§ Text
[Begin]

Agree with you 💯!!!! We must continue to speak up and fight for things that matter.
Thank you for the article! Fashion and body image have always been a difficult topic for me. I’m really into sports, from lifting weights, squats to sprinting and boxing. Since I have extra muscle spread out over my body, I look bigger but I’m not overweight. Finding clothes I love is a real struggle. It’s also disappointing not to see athletic women in fashion, unless it’s a sport brand/campaign. And then again, you see skinny models with only abs. No thighs, calves, arm, shoulder muscles. I have a hard time finding like-minded people/brands who love fashion and sport. My calves are too big to look lean in skinny jeans, hips to big for a sleek skirt and so on. This makes me insecure about my workout regime and my body. Should I quit everything and just run hours on the treadmill so I can look skinny? But I love feeling strong when I do a weighted pushup.

[End]

§ Given data

[Begin]

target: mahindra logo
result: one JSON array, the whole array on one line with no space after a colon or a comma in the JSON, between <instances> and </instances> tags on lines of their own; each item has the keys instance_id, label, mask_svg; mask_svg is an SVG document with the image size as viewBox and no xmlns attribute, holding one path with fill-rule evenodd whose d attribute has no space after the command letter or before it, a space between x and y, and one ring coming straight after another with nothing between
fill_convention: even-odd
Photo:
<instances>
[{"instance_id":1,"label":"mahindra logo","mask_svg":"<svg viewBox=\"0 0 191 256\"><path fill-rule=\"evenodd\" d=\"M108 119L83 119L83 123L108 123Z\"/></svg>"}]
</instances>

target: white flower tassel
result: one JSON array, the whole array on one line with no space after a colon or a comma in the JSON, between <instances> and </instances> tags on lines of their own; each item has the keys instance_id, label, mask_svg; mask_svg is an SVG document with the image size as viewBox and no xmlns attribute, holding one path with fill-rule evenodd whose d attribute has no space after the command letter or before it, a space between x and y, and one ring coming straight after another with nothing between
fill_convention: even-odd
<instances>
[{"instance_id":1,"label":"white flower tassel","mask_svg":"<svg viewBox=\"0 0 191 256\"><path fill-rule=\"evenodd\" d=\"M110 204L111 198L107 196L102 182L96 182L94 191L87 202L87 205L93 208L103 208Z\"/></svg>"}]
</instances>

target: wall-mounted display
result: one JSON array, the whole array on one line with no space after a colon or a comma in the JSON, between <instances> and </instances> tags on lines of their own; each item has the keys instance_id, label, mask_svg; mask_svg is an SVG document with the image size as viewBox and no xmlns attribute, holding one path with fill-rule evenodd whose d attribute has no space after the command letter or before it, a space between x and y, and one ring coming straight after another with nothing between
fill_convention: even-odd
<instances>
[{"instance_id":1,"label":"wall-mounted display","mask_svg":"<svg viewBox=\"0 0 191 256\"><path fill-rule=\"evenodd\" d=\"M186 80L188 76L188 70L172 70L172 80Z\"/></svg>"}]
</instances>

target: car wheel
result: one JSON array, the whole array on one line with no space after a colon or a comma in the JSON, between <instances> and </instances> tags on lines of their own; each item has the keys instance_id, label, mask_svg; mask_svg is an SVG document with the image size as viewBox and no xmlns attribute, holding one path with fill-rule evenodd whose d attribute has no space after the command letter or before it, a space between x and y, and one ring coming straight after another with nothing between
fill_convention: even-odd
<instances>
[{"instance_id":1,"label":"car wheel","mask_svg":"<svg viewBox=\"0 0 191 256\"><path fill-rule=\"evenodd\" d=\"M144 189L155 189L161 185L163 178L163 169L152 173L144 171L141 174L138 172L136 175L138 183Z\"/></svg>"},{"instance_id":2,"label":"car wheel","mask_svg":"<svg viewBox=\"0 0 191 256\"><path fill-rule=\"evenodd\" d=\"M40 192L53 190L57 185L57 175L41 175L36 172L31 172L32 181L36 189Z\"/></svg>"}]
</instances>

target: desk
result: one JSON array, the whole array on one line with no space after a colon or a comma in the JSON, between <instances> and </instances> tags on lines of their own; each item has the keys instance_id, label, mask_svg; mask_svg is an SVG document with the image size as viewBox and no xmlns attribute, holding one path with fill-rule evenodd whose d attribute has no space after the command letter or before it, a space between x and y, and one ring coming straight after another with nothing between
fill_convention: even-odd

[End]

§ Problem details
Extract everything in the comments on fashion and body image above from "Thank you for" down to "a weighted pushup.", copying the words without any change.

§ Result of the exercise
Thank you for the article! Fashion and body image have always been a difficult topic for me. I’m really into sports, from lifting weights, squats to sprinting and boxing. Since I have extra muscle spread out over my body, I look bigger but I’m not overweight. Finding clothes I love is a real struggle. It’s also disappointing not to see athletic women in fashion, unless it’s a sport brand/campaign. And then again, you see skinny models with only abs. No thighs, calves, arm, shoulder muscles. I have a hard time finding like-minded people/brands who love fashion and sport. My calves are too big to look lean in skinny jeans, hips to big for a sleek skirt and so on. This makes me insecure about my workout regime and my body. Should I quit everything and just run hours on the treadmill so I can look skinny? But I love feeling strong when I do a weighted pushup.